WORK TO COMPLETE. Copy the listing again, starting with the line that contains "identify the galvanized" and continuing through the line that contains "[87, 0, 1204, 345]", with both of those lines included. Keep the requests unchanged, and in each answer multiply every bounding-box coordinate by 2.45, rounding to whole numbers with halves rounded up.

Listing of labeled boxes
------------------------------------

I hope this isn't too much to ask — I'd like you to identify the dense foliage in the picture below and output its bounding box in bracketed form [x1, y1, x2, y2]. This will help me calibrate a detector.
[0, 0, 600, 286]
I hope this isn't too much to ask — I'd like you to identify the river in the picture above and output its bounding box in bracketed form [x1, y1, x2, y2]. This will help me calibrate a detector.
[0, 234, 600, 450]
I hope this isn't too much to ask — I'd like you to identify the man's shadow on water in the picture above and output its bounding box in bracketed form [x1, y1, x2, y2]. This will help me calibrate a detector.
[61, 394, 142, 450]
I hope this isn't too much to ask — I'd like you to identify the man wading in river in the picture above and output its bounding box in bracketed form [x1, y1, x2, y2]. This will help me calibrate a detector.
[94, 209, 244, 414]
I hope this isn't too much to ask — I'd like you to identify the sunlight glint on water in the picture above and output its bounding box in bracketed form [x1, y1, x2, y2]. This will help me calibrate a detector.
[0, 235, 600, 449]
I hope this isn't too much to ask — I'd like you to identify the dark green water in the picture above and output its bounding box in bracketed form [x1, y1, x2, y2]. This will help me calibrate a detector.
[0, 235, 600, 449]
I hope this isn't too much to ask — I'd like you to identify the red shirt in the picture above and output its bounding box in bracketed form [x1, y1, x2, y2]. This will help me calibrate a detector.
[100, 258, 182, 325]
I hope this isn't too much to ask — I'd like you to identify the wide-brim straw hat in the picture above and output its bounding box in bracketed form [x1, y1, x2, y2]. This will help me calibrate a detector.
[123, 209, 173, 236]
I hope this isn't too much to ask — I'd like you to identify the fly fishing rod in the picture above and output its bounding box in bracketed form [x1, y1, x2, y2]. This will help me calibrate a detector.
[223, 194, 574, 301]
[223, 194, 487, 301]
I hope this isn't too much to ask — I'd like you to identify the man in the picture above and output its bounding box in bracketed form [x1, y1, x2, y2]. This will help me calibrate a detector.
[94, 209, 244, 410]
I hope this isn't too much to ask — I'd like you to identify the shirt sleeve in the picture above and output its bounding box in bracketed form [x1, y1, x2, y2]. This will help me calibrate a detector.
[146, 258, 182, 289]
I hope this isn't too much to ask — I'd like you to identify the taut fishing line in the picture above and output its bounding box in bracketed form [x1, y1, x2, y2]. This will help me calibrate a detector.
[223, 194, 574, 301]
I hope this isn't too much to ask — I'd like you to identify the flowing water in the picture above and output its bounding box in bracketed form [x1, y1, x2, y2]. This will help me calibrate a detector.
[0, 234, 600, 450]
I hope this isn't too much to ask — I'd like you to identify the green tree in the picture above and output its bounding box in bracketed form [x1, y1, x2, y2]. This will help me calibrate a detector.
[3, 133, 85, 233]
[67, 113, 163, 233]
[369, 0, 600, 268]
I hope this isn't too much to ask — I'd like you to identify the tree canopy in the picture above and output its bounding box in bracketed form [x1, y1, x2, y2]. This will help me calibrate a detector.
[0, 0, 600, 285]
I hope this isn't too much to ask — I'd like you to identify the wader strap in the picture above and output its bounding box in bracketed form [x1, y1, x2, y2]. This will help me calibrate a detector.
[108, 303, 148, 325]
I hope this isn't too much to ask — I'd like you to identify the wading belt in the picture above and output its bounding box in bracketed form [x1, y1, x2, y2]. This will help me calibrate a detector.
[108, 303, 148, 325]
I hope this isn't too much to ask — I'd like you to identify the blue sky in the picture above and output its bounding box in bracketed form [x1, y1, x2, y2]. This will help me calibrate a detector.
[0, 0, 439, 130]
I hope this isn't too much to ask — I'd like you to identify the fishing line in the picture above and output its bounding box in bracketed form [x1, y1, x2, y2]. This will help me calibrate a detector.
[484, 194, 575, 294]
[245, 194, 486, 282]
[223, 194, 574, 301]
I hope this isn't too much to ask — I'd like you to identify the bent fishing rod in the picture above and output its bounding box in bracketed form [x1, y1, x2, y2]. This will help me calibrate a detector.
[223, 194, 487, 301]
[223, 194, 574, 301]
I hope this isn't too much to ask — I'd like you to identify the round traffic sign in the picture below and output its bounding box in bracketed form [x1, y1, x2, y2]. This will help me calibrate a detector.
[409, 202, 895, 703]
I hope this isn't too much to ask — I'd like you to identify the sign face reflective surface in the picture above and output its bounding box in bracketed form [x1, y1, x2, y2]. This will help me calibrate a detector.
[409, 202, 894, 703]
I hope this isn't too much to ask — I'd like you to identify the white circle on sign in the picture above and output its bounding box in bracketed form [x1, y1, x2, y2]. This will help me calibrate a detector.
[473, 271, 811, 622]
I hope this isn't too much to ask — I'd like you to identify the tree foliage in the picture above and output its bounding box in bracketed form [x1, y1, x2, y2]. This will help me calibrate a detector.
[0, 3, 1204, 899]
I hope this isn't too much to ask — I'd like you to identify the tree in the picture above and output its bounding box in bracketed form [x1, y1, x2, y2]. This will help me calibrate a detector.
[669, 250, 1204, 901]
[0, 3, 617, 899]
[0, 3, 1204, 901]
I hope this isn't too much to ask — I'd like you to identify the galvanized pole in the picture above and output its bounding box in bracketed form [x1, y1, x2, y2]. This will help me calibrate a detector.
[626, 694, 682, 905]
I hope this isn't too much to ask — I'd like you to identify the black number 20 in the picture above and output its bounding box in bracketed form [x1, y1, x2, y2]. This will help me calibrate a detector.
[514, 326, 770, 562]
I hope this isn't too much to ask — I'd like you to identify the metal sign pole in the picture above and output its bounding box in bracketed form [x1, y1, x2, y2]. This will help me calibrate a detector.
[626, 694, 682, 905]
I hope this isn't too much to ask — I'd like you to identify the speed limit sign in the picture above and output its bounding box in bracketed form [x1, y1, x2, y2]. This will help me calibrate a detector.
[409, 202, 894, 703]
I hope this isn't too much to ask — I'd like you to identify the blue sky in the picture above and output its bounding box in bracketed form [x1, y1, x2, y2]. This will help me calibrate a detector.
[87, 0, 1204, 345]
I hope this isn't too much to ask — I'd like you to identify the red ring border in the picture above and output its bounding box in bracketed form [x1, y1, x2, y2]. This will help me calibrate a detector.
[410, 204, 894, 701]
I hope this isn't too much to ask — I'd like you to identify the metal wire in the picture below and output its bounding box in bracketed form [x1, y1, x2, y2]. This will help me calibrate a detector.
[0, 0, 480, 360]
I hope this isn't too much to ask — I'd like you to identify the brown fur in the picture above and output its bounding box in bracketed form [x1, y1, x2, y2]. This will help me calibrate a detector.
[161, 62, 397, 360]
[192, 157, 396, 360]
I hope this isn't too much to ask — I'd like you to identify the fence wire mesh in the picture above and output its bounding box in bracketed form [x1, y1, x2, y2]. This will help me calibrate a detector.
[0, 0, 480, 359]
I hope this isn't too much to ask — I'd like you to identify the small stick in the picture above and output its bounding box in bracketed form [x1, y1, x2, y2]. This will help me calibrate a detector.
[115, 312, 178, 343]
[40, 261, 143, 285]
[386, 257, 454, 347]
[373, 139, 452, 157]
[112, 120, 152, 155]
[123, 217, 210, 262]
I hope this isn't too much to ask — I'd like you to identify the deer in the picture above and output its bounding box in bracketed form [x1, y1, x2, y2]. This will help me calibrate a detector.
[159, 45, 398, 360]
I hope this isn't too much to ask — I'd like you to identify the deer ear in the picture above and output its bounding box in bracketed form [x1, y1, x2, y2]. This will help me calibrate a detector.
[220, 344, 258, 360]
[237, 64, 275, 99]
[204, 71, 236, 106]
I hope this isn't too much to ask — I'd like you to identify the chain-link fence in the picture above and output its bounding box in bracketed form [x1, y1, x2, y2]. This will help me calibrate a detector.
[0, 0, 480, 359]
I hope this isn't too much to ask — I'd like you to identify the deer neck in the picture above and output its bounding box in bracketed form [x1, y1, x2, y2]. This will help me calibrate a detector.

------------------------------------

REPLY TO THE TASK.
I hope this isn't too much to ask — I'd like you to identify the galvanized pole in the picture above and output its bounding box in bracketed form [x1, y1, x2, y2]. This will help me calibrate a detector.
[1534, 1700, 1671, 2217]
I hope this isn't too much to ask — I'd like you to identify the black number 20 in the picture above and output its bounding box in bracketed form [x1, y1, x2, y2]. This will help me calibrate a detector.
[1259, 799, 1887, 1377]
I hope this isn't too much to ask — I'd like you to identify the metal sign pole in the picture above and output its bounding box in bracketed form [x1, y1, x2, y2]. This will help me calibrate a detector.
[1534, 1700, 1671, 2217]
I hope this isn't too much to ask — I'd like you to identify the speed limit sign in the picture above and output its bounding box in bracketed form [x1, y1, x2, y2]. This will help me calibrate a detector.
[1002, 495, 2190, 1722]
I hope this isn't too much to ask — I'd like you to identify the blue sky in the picture above and output its bounding box in bracketed form [x1, y1, x2, y2]. This will help me calibrate a detector.
[213, 0, 2950, 845]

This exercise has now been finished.